Return only the lines starting at the line that contains "Each instance of the knot" and ending with the final line of the listing; include both endpoints.
━━━━━ Provided information ━━━━━
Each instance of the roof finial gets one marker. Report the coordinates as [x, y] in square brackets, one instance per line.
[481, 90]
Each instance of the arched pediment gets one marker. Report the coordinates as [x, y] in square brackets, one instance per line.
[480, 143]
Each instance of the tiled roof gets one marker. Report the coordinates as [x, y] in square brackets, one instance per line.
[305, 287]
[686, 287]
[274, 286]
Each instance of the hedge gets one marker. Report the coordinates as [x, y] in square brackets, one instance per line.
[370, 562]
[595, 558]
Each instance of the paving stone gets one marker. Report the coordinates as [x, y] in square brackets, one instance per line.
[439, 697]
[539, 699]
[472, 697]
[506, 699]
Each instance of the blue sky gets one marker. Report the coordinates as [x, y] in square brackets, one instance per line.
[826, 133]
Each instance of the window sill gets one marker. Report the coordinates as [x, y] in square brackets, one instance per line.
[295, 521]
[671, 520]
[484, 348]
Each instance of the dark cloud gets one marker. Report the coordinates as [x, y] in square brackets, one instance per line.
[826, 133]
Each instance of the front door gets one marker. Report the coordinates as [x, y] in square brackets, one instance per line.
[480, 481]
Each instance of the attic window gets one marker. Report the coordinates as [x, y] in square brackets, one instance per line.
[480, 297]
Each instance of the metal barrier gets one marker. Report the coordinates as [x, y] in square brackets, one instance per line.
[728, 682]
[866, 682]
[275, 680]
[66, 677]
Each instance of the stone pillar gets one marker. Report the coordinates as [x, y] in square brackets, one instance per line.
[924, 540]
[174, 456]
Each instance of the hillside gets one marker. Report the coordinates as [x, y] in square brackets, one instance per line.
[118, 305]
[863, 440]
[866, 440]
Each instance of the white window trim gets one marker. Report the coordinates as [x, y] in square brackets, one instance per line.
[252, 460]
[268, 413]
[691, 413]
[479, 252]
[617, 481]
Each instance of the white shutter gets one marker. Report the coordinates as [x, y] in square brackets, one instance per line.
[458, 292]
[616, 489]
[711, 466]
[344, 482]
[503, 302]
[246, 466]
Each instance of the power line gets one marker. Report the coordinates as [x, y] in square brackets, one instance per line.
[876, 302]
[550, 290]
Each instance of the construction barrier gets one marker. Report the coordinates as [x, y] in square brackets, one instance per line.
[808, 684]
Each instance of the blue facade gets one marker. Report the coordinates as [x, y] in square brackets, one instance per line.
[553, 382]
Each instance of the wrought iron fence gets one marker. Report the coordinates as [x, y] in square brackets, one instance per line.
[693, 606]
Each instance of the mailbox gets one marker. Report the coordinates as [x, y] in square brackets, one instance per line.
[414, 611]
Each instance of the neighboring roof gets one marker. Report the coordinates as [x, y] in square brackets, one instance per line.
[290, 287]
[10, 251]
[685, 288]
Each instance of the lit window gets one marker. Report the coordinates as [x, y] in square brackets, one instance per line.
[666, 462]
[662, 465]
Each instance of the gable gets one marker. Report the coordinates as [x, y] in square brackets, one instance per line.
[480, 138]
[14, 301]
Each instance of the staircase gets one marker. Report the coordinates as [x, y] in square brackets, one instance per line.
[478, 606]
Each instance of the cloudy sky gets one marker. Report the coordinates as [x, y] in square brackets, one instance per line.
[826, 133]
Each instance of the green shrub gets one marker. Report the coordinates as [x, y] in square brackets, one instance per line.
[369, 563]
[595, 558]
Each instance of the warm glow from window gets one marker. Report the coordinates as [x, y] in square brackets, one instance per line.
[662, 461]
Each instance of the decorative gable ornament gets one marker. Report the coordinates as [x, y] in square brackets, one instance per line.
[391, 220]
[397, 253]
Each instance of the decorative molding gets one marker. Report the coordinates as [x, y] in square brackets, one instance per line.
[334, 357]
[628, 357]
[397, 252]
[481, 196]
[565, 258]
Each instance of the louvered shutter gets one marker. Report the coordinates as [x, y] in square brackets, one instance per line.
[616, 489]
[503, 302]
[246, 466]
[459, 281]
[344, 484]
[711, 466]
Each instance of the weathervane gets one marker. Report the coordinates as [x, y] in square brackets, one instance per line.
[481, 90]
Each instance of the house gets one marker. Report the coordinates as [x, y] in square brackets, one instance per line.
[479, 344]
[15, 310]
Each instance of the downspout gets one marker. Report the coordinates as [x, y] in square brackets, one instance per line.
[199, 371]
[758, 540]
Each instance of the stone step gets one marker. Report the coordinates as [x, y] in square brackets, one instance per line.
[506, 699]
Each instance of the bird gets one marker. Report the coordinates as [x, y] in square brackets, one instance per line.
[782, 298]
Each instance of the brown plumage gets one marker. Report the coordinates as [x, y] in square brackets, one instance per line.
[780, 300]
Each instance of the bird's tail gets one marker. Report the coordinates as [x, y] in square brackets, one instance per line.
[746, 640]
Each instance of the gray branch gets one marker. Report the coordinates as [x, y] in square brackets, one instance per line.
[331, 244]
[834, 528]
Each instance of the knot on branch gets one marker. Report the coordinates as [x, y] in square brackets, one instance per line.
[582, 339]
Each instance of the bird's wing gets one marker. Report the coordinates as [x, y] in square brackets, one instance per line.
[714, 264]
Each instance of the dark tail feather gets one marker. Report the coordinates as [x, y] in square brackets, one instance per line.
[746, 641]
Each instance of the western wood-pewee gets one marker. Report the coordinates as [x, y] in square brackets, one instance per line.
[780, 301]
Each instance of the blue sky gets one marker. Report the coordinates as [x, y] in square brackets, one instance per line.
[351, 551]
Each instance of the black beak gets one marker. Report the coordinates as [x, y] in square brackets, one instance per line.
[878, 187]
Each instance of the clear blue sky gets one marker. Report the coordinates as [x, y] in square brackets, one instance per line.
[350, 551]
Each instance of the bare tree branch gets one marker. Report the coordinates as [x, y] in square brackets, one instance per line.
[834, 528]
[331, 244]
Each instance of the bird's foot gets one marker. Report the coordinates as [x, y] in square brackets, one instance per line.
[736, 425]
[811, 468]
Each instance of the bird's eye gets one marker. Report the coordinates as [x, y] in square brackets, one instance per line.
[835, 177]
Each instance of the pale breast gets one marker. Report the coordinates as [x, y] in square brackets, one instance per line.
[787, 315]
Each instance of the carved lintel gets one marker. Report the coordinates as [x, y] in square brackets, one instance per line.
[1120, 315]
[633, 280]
━━━━━
> [Correct answer]
Each instance of the knot on branch gets one marker. Report the coordinates as [x, y] in square brackets, one instance per line.
[582, 339]
Each instance of the bird's wing gets one marker. Report the coordinates as [x, y] in square brackets, one instance per line.
[714, 264]
Each instance of the dark tail feather gets one marker. Report the coordinates as [x, y] in square brackets, one instance per line.
[746, 641]
Each instance of the western wood-pewee gets one marker. Report the coordinates as [x, y] in square brackets, one instance per line.
[780, 301]
Each instance of the blue sky gets one marker. Report the coordinates as [x, y] in square brackets, one instance per line.
[351, 551]
Each instance of the black beak gets one marker. Report the coordinates as [x, y] in square brackets, one instance per line.
[878, 187]
Each instance of the clear blue sky gets one marker. Report the coordinates as [x, y] in square brackets, one instance per line.
[350, 551]
Each instance of the bare tree branch gets one marker. Report the coordinates as [x, y] in square brackets, one instance per line.
[834, 528]
[331, 244]
Each instance of the bird's foot gets one marker. Report the coordinates as [x, y] in square brackets, one instance per line.
[736, 425]
[811, 468]
Each instance of the bird's eye gets one marker. Report the coordinates as [x, y] in square brackets, one instance per line.
[835, 177]
Each instance of the pale breast gets one marker. Report the coordinates as [x, y] in square brackets, one instance per line.
[787, 315]
Each instance of the carved lintel gets one marker. Report the coordinates as [x, y] in square brackets, one instance per line.
[1120, 315]
[633, 280]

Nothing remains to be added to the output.